Image location labeling items
###

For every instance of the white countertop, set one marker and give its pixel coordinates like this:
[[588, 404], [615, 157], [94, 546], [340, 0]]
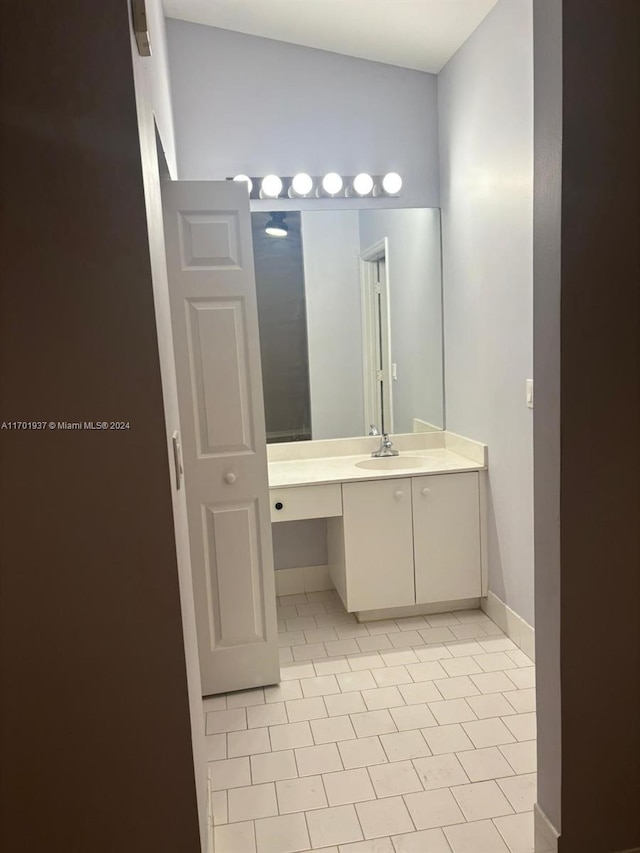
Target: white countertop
[[342, 469]]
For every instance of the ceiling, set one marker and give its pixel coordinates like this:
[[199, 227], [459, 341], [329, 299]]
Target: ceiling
[[418, 34]]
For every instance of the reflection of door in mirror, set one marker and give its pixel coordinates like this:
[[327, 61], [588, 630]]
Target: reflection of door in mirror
[[376, 338], [350, 313], [283, 325]]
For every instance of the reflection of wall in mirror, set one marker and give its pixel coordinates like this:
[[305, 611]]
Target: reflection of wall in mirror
[[282, 320], [331, 247]]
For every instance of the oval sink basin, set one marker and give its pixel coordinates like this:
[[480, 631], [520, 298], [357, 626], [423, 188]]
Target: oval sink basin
[[391, 463]]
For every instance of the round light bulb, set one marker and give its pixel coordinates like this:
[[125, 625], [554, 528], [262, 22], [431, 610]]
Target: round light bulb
[[302, 184], [332, 183], [247, 180], [271, 186], [392, 183], [275, 231], [363, 183]]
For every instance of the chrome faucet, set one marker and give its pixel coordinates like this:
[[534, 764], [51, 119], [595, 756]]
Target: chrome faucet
[[386, 447]]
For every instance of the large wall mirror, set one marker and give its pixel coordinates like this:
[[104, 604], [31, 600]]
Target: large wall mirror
[[350, 315]]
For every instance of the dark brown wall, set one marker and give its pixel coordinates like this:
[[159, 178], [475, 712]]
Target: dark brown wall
[[598, 294], [600, 426], [96, 752]]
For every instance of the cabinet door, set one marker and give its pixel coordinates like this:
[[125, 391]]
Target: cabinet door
[[378, 544], [446, 536]]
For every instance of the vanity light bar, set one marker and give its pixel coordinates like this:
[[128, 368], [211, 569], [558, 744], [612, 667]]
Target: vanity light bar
[[331, 185]]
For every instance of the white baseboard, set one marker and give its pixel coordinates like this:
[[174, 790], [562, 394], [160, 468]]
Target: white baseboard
[[545, 834], [514, 626], [416, 610], [303, 579]]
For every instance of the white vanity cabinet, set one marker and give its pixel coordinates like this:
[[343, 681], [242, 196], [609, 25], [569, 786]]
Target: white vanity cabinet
[[446, 537], [409, 541], [378, 544]]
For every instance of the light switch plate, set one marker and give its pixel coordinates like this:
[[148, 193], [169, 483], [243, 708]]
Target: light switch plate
[[529, 386]]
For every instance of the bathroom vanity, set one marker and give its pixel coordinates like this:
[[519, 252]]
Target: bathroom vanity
[[403, 532]]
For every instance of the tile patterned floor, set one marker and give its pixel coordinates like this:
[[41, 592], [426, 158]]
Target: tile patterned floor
[[412, 735]]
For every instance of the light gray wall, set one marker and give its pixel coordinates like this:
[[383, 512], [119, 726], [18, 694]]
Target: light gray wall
[[155, 72], [244, 104], [415, 283], [331, 250], [546, 321], [485, 102]]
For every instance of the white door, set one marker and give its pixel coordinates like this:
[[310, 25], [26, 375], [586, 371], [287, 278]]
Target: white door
[[446, 535], [376, 338], [215, 333], [378, 547]]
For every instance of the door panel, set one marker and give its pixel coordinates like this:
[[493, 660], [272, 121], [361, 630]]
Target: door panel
[[378, 544], [446, 531], [215, 332]]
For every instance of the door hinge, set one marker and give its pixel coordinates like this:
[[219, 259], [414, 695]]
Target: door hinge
[[177, 460]]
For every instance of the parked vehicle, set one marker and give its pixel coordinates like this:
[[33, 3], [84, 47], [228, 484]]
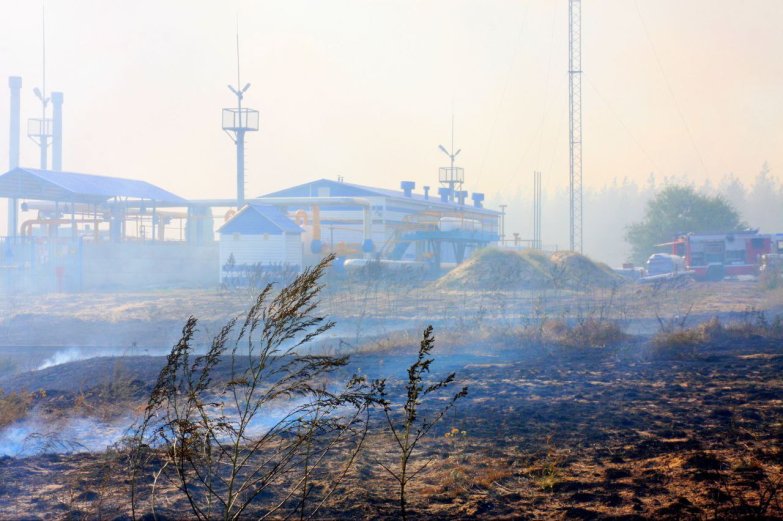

###

**Aim of the exercise:**
Pull out every line of the items above that contains the word "floor" and list those lines.

**Exercise solution:**
For every instance of the tile patterned floor, set one marker and give its pixel coordinates like this:
Target: tile patterned floor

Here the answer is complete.